Give the listing again in full, exactly as it appears.

═════ DATA FOR PROCESSING ═════

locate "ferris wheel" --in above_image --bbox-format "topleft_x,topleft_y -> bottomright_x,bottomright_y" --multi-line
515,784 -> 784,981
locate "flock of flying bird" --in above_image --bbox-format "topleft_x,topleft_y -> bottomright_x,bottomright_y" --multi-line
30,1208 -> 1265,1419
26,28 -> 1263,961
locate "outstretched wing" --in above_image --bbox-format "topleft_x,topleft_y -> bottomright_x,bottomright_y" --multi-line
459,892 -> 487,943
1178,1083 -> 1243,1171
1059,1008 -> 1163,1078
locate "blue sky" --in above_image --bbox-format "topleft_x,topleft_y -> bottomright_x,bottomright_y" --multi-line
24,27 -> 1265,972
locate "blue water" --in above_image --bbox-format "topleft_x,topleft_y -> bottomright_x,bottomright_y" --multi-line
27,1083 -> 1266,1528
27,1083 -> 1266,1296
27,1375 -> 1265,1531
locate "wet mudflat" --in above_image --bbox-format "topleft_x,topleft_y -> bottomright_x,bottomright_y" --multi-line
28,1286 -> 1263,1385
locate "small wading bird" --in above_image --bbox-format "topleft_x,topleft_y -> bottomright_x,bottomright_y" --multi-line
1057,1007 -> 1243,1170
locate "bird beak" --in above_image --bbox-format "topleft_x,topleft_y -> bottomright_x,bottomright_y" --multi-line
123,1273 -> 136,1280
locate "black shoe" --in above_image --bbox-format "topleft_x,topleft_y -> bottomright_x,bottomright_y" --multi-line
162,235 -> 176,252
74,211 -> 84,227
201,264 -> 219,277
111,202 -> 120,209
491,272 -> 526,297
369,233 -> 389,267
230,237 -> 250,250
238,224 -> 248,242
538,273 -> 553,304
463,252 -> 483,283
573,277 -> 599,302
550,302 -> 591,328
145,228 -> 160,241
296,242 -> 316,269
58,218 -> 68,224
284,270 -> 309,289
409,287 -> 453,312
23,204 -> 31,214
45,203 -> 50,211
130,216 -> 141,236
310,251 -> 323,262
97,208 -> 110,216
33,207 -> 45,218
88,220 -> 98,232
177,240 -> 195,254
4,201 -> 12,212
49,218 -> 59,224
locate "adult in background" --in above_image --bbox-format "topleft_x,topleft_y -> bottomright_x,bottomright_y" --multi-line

═════

ANSWER TO THE PROBLEM —
locate "ferris wheel" --in above_image --bbox-format "topleft_x,topleft_y -> bottomright_x,bottomright_y" --multi-line
515,784 -> 784,981
locate "flock of flying bird" --in above_image --bbox-format "topleft_x,topleft_y -> bottomright_x,bottomright_y" --multi-line
30,1208 -> 1265,1419
26,28 -> 1263,961
locate "outstretched wing" --in above_image --bbox-format "topleft_x,topleft_y -> bottomright_x,bottomright_y" --multi-line
459,892 -> 487,943
1178,1083 -> 1243,1171
1059,1008 -> 1163,1078
locate "blue sky" --in above_image --bbox-format "topleft_x,topleft_y -> bottomright_x,bottomright_y" --multi-line
24,27 -> 1265,972
locate "blue water" --in above_image --bbox-format "topleft_x,topleft_y -> bottomright_x,bottomright_y" --multi-line
27,1083 -> 1266,1528
27,1083 -> 1266,1296
27,1375 -> 1265,1531
locate "wet mudflat" --in above_image --bbox-format "topleft_x,topleft_y -> bottomright_x,bottomright_y" --multi-line
28,1286 -> 1263,1385
locate "small wading bird" --in above_image --bbox-format "topleft_x,topleft_y -> bottomright_x,bottomright_y" --multi-line
1057,1007 -> 1243,1170
locate "bird beak" --in above_image --bbox-format "topleft_x,topleft_y -> bottomright_x,bottomright_y" --multi-line
123,1273 -> 136,1280
locate "black shoe" --in above_image --bbox-format "topleft_x,topleft_y -> bottomright_x,bottomright_y" --multi-line
162,235 -> 176,252
74,211 -> 84,227
201,264 -> 219,277
111,202 -> 120,209
491,272 -> 526,297
369,233 -> 389,267
230,237 -> 250,250
238,224 -> 248,242
538,273 -> 553,304
463,252 -> 483,283
573,277 -> 599,302
550,302 -> 591,328
145,228 -> 160,241
296,242 -> 316,269
58,218 -> 68,224
284,270 -> 309,289
409,287 -> 453,312
23,204 -> 31,214
45,203 -> 50,211
130,216 -> 141,236
310,251 -> 323,262
97,208 -> 110,216
33,207 -> 45,218
88,220 -> 98,232
177,240 -> 195,254
4,201 -> 12,212
49,218 -> 59,224
locate "adult in background" --in above_image --bbox-format "topleft_x,topleft_y -> bottomright_x,bottomright_y" --multi-line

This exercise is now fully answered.